[Excerpts from pointing data]
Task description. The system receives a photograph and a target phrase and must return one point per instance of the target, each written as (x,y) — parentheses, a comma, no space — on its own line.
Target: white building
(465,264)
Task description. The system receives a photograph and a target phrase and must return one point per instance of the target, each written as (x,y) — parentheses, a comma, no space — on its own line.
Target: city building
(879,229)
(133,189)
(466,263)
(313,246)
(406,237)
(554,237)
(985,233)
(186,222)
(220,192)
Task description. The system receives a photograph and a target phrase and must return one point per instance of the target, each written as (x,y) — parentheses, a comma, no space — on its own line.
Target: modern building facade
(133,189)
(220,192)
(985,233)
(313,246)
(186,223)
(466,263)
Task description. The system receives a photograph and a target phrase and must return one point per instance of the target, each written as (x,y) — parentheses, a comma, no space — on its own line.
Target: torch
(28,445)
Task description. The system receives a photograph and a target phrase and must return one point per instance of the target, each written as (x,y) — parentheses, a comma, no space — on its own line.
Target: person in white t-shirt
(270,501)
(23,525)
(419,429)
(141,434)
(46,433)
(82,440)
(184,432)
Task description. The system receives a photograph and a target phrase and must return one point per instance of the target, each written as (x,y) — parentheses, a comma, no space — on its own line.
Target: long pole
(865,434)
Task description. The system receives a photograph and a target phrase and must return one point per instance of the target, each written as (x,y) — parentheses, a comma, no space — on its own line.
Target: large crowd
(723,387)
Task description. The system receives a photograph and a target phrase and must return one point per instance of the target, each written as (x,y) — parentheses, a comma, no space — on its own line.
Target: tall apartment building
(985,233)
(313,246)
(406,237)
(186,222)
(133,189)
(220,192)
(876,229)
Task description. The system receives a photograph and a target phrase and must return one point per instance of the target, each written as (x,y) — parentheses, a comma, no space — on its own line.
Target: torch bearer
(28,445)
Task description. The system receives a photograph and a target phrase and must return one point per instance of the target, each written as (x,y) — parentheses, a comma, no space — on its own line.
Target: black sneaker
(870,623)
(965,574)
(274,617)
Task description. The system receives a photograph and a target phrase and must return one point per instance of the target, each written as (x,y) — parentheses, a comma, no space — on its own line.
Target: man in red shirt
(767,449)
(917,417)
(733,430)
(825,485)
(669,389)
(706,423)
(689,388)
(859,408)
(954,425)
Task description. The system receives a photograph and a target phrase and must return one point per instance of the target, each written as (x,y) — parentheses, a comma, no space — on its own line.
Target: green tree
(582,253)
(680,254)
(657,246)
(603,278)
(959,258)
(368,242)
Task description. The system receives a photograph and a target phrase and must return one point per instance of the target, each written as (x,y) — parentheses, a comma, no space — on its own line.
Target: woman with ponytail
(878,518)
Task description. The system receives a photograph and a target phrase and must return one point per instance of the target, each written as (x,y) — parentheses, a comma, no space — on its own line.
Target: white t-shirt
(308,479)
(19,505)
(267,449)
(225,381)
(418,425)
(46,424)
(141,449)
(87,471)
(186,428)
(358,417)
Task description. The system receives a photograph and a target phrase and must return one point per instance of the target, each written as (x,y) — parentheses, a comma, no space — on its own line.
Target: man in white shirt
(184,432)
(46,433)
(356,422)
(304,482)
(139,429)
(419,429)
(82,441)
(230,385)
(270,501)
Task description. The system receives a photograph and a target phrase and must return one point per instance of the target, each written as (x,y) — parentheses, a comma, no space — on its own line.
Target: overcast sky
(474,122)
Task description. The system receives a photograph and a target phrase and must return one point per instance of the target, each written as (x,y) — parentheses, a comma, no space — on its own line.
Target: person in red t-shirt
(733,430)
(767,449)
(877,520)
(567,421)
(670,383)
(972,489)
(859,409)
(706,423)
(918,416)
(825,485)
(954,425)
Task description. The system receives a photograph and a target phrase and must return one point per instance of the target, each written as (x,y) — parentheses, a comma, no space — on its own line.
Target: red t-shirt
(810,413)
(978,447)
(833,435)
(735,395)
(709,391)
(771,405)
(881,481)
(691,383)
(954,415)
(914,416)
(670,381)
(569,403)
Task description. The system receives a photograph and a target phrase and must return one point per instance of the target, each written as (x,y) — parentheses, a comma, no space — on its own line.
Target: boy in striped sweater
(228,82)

* * *

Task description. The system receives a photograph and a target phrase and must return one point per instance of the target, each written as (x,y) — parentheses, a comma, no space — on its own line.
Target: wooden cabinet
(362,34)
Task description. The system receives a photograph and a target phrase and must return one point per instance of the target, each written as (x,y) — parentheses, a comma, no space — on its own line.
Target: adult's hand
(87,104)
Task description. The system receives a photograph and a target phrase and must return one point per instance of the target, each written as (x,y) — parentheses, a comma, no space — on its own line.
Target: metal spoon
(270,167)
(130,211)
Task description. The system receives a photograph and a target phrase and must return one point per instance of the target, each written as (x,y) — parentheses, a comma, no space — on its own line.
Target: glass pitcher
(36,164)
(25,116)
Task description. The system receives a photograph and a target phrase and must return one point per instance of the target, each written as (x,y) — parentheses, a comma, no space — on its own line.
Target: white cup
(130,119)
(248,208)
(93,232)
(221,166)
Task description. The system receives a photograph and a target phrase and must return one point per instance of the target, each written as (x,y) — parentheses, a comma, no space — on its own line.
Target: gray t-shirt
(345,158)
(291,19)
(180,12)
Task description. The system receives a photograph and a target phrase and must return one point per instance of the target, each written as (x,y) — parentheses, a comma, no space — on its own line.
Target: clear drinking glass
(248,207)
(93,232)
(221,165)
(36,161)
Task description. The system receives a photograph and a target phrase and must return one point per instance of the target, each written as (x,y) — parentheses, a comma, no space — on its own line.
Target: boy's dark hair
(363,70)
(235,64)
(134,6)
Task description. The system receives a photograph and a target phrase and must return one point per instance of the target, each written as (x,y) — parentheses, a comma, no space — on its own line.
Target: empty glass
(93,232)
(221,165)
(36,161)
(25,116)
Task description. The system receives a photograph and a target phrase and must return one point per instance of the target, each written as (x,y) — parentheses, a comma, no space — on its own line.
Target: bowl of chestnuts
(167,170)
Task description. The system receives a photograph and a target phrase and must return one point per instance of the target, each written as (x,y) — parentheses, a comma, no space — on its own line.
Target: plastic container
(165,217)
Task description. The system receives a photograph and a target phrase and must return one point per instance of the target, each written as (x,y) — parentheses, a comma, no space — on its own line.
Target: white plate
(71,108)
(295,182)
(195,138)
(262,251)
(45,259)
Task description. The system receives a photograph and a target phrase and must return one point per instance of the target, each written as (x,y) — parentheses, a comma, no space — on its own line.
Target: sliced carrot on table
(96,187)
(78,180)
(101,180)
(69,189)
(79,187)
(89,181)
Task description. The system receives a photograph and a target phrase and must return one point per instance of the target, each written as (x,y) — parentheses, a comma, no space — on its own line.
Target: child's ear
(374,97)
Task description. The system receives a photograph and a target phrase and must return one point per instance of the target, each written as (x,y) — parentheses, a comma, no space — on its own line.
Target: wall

* * *

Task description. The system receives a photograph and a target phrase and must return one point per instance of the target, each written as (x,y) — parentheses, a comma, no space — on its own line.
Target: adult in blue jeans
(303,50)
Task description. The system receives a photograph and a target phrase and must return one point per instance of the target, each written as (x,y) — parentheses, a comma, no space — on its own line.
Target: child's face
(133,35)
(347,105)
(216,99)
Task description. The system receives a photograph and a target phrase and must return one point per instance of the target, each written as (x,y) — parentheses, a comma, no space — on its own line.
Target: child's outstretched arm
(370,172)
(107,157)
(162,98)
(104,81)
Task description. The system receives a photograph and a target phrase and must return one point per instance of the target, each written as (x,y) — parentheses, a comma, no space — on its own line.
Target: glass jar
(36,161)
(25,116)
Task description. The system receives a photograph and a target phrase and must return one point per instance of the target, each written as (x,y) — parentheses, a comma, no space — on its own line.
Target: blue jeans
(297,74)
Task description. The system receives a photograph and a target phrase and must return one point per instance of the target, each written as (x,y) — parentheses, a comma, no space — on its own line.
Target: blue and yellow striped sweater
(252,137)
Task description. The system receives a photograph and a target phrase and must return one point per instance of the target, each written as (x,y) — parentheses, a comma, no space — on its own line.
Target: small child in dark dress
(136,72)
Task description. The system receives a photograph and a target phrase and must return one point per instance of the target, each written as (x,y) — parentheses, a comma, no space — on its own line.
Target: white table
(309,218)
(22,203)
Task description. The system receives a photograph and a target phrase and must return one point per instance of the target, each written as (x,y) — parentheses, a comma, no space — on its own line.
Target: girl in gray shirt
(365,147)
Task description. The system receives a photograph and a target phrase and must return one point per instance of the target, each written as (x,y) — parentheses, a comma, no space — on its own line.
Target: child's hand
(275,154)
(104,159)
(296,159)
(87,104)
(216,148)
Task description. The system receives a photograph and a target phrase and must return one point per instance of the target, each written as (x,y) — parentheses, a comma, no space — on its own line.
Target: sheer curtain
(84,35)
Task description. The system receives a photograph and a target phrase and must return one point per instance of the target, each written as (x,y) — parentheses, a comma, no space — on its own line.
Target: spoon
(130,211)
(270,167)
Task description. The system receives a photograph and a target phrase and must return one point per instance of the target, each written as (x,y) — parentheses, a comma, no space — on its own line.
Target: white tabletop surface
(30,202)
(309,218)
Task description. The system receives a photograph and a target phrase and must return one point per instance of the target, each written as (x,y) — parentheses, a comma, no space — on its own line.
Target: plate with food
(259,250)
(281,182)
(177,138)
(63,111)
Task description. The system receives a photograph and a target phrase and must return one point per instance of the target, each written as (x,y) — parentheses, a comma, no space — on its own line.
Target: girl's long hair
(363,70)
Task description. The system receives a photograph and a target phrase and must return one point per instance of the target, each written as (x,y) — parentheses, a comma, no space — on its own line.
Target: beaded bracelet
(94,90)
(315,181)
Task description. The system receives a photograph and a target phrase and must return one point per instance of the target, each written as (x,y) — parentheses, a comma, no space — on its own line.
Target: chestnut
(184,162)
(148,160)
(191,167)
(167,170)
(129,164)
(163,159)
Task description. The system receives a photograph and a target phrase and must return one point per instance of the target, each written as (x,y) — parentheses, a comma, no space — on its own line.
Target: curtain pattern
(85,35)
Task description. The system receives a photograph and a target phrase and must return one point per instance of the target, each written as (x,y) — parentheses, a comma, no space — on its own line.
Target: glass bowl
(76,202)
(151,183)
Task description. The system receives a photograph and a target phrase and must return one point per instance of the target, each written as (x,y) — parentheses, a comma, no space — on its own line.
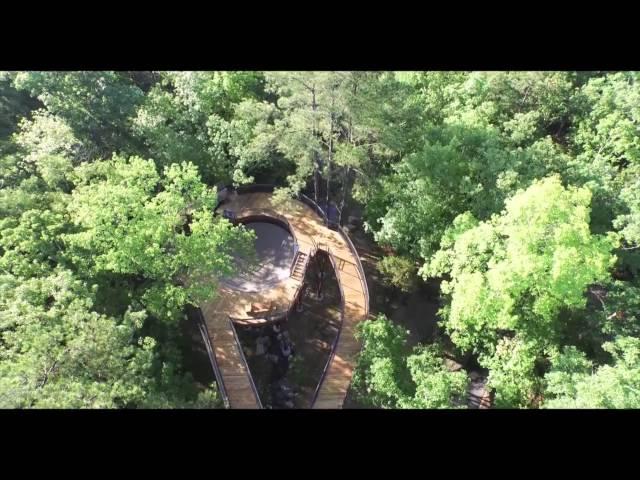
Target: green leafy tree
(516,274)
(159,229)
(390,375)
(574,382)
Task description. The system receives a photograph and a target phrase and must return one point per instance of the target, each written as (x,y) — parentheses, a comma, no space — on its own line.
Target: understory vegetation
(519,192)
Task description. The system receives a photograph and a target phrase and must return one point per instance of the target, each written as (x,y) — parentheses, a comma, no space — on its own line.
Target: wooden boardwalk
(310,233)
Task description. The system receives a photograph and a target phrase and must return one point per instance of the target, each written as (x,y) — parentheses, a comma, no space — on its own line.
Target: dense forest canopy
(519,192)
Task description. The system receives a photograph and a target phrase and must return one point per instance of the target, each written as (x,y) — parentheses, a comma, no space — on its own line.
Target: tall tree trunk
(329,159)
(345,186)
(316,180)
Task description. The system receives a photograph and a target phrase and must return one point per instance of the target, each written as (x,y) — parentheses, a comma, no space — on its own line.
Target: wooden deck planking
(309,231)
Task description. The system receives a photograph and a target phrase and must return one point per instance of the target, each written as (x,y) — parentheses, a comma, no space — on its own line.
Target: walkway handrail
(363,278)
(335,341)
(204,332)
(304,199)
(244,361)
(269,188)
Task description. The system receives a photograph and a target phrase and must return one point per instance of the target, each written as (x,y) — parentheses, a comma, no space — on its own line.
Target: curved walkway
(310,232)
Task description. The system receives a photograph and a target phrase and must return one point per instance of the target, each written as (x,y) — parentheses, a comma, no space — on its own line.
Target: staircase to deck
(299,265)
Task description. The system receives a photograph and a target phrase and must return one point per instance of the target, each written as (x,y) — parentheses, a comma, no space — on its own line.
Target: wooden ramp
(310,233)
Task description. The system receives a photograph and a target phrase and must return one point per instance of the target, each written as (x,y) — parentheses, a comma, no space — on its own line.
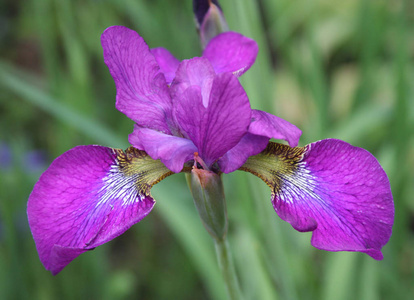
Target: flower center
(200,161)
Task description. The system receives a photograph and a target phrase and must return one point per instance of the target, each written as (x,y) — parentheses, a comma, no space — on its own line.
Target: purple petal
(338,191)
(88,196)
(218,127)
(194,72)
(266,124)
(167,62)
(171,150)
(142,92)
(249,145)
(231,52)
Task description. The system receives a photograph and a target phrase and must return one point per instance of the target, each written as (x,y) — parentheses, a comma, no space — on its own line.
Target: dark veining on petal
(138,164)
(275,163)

▶ **Stated problem**
Pick out every line of the material above that contains the word "white", and copy each one. Match case exactly.

▶ **Solution to this task**
Target: white building
Target: person in white t-shirt
Target: white t-shirt
Target: man in white shirt
Target: white cup
Target: white plate
Target: white table
Target: white tabletop surface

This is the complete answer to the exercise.